* Dataset records
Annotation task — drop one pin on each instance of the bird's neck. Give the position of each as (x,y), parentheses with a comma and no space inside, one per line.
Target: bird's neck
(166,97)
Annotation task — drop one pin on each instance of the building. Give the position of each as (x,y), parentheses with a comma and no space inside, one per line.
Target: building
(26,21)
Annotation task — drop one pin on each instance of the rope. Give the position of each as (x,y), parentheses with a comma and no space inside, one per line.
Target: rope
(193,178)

...

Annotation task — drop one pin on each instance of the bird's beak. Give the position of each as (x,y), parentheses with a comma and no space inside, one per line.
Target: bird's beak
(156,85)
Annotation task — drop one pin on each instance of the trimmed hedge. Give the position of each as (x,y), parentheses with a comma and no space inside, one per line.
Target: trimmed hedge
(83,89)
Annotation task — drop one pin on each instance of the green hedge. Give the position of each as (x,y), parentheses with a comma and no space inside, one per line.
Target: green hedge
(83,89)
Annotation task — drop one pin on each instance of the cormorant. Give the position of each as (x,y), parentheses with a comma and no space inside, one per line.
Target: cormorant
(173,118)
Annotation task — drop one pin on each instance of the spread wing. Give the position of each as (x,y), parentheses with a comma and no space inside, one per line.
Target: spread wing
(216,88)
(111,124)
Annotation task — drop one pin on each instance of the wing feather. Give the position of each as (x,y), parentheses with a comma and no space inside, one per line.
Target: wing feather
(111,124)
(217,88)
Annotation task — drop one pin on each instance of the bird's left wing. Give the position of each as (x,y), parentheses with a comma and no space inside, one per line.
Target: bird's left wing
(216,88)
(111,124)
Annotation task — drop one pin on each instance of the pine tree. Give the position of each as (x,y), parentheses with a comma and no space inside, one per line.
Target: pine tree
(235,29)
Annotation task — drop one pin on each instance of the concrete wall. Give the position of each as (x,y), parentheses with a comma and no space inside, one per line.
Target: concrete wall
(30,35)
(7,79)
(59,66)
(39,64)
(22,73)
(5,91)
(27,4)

* Task goal
Taking the entries above, write out exactly each line from the one holding "the bird's neck." to the one holding "of the building.", both included, and stop there.

* Task solution
Annotation task — drop one pin on each instance of the bird's neck. Give the position of each as (x,y), parentheses with a comma and no space inside, one per line.
Target: bird's neck
(166,97)
Annotation task — drop one pin on each instance of the building. Give the position of each as (x,y), parentheses with a comma and no space inside, one per line.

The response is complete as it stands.